▸ QUOTED PASSAGE
Based on the above, implement ftrace in NEMU. You can decide the format of the output. You need to pay attention to the following:

  • You need to pass in an ELF file for NEMU, and you can do this by adding the relevant code to parse_args()
  • You may need to read the symbol and string tables from the ELF file when you initialize ftrace, for your subsequent use.
  • For information on how to parse ELF files, see man 5 elf.
  • If you choose riscv32, you also need to consider how to correctly recognize function call instructions and function return instructions from jal and jalr instructions

Mismatched function calls and returns

If you look closely at the sample output of recursion above, you'll notice something interesting. Specifically, the function ret at note (1) is matched to the corresponding call, i.e., the call calls f2, and the corresponding ret returns from f2. But the set of calls and rets indicated by note (2) is different, in the sense that call calls f1, but returns from f0. A similar phenomenon occurs with the set of calls and rets indicated in comment (3), where call calls f1, but returns from f3.

Try to analyze why this phenomenon occurs together with the disassembly results.

Redundant symbol tables

Write a Hello World program under Linux, and then use the strip command to strip the symbol table in the executable:

gcc -o hello hello.c
strip -s hello

If you look at hello program with readelf, you'll see that the symbol table has been stripped, so can the hello program run successfully?

There is also a symbol table in the object file, which we can strip as well.

gcc -c hello.c
strip -s hello.o

Look at the information for hello.o with readelf, and you'll see that the symbol table has been stripped. Try linking to hello.o:

gcc -o hello hello.o

What problems did you find? Try to compare the two situations and analyze the reasons behind it.

trace and perf optimization

We asked you to implement the trace tool in NEMU as an infrastructure to help you debug. In fact, in addition to helping you understand how a program works, tracer can also guide developers in optimizing their programs and systems such as:

  • Based on ftrace, we can further analyze the arguments when calling memcpy(), such as whether dest and src are aligned or not, and whether the length of the copied memory is long or short, and then optimize the algorithm implementation of memcpy() according to the frequent combinations.
  • You can count the number of function calls based on ftrace, and optimize the function with more accesses, which can significantly improve the performance of the program.
  • You can filter the branch jump instruction execution based on itrace and use it as an input to the branch predictor (a performance-enhancing component of modern processors) to adjust the branch predictor's implementation, thus improving the processor performance.
  • The sequence of memory accesses of the program can be obtained from mtrace and used as input to a cache (another performance-enhancing component of modern processors) model, which guides the optimization of prefetching and substitution algorithms (as you will see in Lab4).

trace is so important for performance optimization, because trace reflects the real behavior of the program, if you blindly optimize a function that will only be called once, you can imagine that such optimization will not improve the overall performance of the program. Trace actually shows us the details of the program execution events (such as function call), if we do statistical analysis of these events, we can tell which events are occurring frequently, and optimize these frequent events to improve the overall system performance. And this is the scientific method of performance optimization.

▸ INFORMATION SUPPLIED
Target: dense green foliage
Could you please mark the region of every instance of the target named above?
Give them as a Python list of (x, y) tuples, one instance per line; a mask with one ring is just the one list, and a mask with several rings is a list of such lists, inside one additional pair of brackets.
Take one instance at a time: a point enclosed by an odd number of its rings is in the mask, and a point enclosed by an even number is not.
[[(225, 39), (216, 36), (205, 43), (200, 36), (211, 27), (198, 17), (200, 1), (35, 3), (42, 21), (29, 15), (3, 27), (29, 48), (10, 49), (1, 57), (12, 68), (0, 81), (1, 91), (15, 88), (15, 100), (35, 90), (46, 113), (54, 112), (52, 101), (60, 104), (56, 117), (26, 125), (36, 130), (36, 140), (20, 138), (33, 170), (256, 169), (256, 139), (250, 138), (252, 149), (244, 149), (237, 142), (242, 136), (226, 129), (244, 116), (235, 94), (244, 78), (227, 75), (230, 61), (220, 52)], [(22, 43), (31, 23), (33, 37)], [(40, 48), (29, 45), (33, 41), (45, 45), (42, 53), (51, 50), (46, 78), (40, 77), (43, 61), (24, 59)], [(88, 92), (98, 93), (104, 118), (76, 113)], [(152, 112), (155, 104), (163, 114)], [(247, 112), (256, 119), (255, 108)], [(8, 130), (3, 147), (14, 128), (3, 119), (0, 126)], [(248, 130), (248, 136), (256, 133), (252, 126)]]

▸ BRIEF
Extend the text on tracing and performance in NEMU, picking up right after its final sentence.

▸ ANSWER TO THIS PROBLEM
AM as infrastructure

You can write the klib, and then run the string program on NEMU to see if it passes the test. On the surface, this doesn't seem like a bad idea, but if it doesn't pass the test, you're going to be thinking when you're debugging it: did you write the klib wrong, or is there a bug in NEMU? If this problem is not solved, debugging becomes more difficult: it is possible to debug in NEMU for a week and find out that the klib implementation is buggy.

The reason why this is a problem is that both the software (klib) and the hardware (NEMU) are written by you, and their correctness is not 100% guaranteed. We all learned about the control variant method in high school: if you can replace one side with an implementation that you think is correct, you can test the correctness of the other side alone! For example, if we test klib on a real machine, if the test doesn't pass, then klib is the problem, because we can trust that the hardware implementation of the real machine will always be correct; on the other hand, if the test passes, then klib isn't the problem, but rather NEMU is buggy.

A new question is, can we really easily port software to other hardware for testing? If you're smart, you'll remember the core idea of AM: decoupling the program from the architecture through a set of abstract APIs. The idea of AM ensures that the code running on top of AM (including klib) is architecture-independent, which increases the portability of the code. Imagine if the code in string.c had a nemu_trap instruction that could only be executed in NEMU, then it would not run on a real machine.

The abstract-machine has a special architecture called native, which implements the AM API using the GNU/Linux default runtime environment. For example, when we compile a program with gcc hello.c, it compiles to the runtime environment provided by GNU/Linux. Super Mario, the program you tried in PA1, is also compiled to native and runs. Compared to $ISA-nemu, native has the following advantages:

  • Running directly on the real machine, you can trust that the real machine will always behave correctly.
  • Even if there are bugs in the software, it is easier to debug them on native (e.g. you can use GDB, which is much more convenient than NEMU's monitor).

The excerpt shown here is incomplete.